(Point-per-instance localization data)
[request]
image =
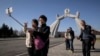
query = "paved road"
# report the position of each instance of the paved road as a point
(60, 50)
(16, 47)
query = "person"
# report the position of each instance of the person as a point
(85, 37)
(70, 38)
(71, 32)
(66, 40)
(44, 31)
(30, 37)
(93, 40)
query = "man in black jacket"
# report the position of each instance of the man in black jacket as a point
(85, 37)
(44, 30)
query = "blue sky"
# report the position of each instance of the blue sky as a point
(26, 10)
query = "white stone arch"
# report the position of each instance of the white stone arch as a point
(55, 25)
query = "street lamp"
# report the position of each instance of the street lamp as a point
(9, 11)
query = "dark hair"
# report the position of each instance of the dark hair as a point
(35, 21)
(43, 17)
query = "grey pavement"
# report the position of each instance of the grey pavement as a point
(16, 46)
(61, 51)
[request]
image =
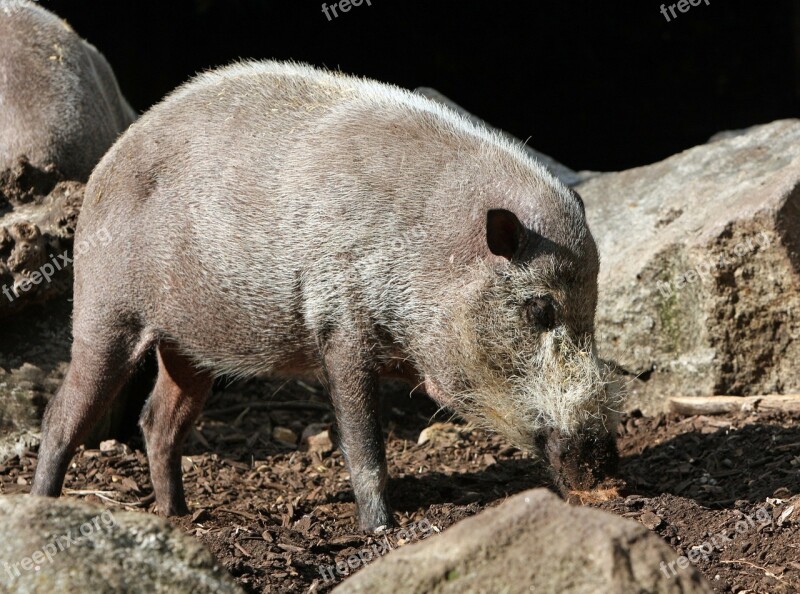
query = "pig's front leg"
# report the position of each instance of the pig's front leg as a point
(353, 388)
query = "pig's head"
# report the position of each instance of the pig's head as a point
(519, 356)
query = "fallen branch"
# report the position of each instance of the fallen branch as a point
(754, 566)
(718, 405)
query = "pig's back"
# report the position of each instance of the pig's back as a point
(59, 100)
(267, 197)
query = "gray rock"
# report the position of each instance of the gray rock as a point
(699, 274)
(532, 543)
(34, 354)
(67, 546)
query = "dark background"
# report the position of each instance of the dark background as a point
(595, 84)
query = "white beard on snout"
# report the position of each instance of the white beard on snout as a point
(518, 382)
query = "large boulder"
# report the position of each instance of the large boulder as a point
(533, 542)
(700, 253)
(62, 106)
(67, 546)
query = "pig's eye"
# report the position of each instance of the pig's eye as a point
(541, 313)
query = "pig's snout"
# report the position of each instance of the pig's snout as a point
(579, 462)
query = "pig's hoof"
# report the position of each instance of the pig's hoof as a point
(174, 509)
(376, 522)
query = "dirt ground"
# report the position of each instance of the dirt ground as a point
(276, 515)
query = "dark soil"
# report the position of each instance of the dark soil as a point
(276, 514)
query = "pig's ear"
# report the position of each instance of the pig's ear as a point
(504, 233)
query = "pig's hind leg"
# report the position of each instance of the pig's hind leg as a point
(105, 351)
(177, 400)
(353, 387)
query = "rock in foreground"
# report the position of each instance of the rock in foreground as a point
(532, 543)
(699, 284)
(66, 546)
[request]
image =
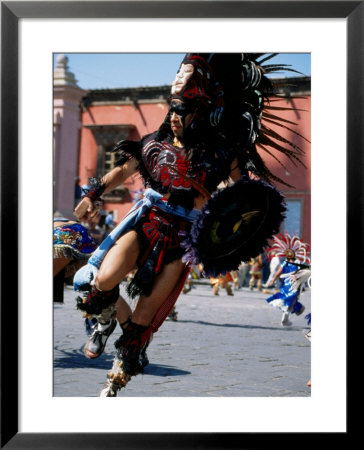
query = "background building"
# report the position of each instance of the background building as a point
(106, 116)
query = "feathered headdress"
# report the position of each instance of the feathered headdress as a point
(290, 247)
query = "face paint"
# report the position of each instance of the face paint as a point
(182, 110)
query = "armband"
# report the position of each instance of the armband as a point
(96, 189)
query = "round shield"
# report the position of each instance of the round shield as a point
(235, 225)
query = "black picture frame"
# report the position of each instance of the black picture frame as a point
(11, 13)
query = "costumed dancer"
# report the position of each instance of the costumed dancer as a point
(296, 257)
(72, 247)
(210, 135)
(256, 272)
(222, 281)
(298, 279)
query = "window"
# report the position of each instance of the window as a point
(292, 223)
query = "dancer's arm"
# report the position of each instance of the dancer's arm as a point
(86, 209)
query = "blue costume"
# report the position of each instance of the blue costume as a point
(287, 298)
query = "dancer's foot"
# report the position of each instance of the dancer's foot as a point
(97, 341)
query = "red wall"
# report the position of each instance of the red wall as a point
(148, 117)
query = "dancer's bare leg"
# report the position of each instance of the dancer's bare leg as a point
(147, 306)
(119, 261)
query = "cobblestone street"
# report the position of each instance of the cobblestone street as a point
(231, 346)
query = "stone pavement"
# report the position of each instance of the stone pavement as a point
(221, 346)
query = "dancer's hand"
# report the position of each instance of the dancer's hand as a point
(85, 210)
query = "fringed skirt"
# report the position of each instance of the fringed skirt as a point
(160, 235)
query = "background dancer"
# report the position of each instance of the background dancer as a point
(209, 136)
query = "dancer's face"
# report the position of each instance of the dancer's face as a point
(181, 117)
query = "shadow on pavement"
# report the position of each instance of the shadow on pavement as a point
(63, 359)
(76, 359)
(234, 325)
(160, 370)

» WORK TASK
Each line above should be returned exactly as written, apart from any pictures.

» EXERCISE RESULT
[request]
image =
query = "paved road"
# report the position of each instance of the paved road as a point
(60, 50)
(16, 47)
query = "person"
# report the position of each instance of the person as a point
(85, 37)
(70, 38)
(71, 32)
(66, 40)
(44, 31)
(30, 37)
(93, 40)
query = "man in black jacket"
# report the position of each instance of the man in black jacket as a point
(85, 37)
(44, 30)
query = "blue sky"
# report the position of each instance of the blue sky as a point
(26, 10)
query = "white stone arch"
# report the position of each instance of the white stone arch as a point
(55, 25)
query = "street lamp"
# report the position of each instance of the street lamp as a point
(9, 11)
query = "dark hair"
# report the position of each instance of the dark hair as a point
(35, 21)
(43, 17)
query = "grey pavement"
# report the position of each instance of the grey pavement as a point
(16, 46)
(61, 51)
[request]
image =
query = "pig's front leg"
# report the position of each instance of the pig's front leg as a point
(353, 388)
query = "pig's head"
# report the position of each instance of the pig's head as a point
(519, 356)
query = "fallen branch"
# report the position of each instance of the fallen branch as a point
(754, 566)
(718, 405)
query = "pig's back"
# report the position of each instance of the pig's back as a point
(59, 100)
(267, 197)
query = "gray rock"
# report the position of each instance of the gray rock as a point
(699, 274)
(532, 543)
(34, 354)
(67, 546)
query = "dark background"
# report the position of each instance of the dark background as a point
(595, 84)
query = "white beard on snout"
# report the position of each instance of the white beard on snout as a point
(518, 382)
query = "large boulder"
# report the position of each instance of the large boulder as a point
(533, 542)
(700, 253)
(62, 106)
(67, 546)
query = "pig's eye"
# report the position of each instance of the pig's eye as a point
(541, 313)
query = "pig's snout"
# report the position of each instance of the pig's snout as a point
(579, 462)
query = "pig's hoof"
# report the position of each instance of the pig's hoof as a point
(174, 509)
(376, 522)
query = "dirt ground"
# report the position of each instance of the dirt ground as a point
(276, 515)
query = "dark soil"
# report the position of each instance of the dark soil as a point
(276, 514)
query = "pig's ear"
# report the position of each instance of the pig's ear as a point
(504, 233)
query = "pig's hind leg"
# report the position of each instance of the pig's hind leg as a point
(105, 351)
(177, 400)
(353, 387)
query = "rock in foreground"
# report the position of each instance of the rock in foreground as a point
(532, 543)
(699, 284)
(66, 546)
[request]
image =
query = "background building"
# report the position of each instance of the background building as a point
(106, 116)
query = "feathered headdress"
# report the position of each instance of the feathered headdress as a point
(290, 247)
query = "face paint"
# report the position of each instance of the face paint as a point
(182, 110)
query = "armband"
# report the position of each instance of the armband as a point
(96, 189)
query = "round shield"
# report the position of each instance of the round shield as a point
(235, 225)
query = "black picture frame"
# report the position of each instance of the black picture frame as a point
(11, 13)
query = "costumed dancer"
# report the position of each instance of the costumed dancer as a point
(296, 257)
(72, 247)
(210, 135)
(256, 272)
(222, 281)
(298, 279)
query = "window"
# report the position of each instance of the window as a point
(292, 223)
query = "dancer's arm"
# report the position of each instance of the dancer's arm as a point
(86, 209)
query = "blue costume"
# report the position of each instance of the blue costume as a point
(287, 298)
query = "dancer's foot"
# report the position of each instance of the dancer's foot as a point
(97, 341)
query = "red wall"
# report the position of each instance of the red wall as a point
(148, 117)
query = "dancer's bare leg"
# report the position of each instance of the dancer's bare leg as a point
(147, 306)
(119, 261)
query = "cobblestone street"
# report the position of each instance of the cobblestone street as a point
(231, 346)
query = "stone pavement"
# report the position of each instance of the stone pavement as a point
(221, 346)
query = "dancer's hand"
# report the position of each instance of the dancer's hand as a point
(85, 210)
query = "fringed skirt"
# report the position of each instance of the fringed skirt as a point
(160, 235)
query = "background dancer"
# report the position of each instance of the background dancer as a point
(209, 136)
query = "dancer's face"
# report the position of each instance of the dancer's face as a point
(181, 117)
query = "shadow on pavement"
# report the position of each instance of the shadow on pavement as a point
(63, 359)
(76, 359)
(234, 325)
(160, 370)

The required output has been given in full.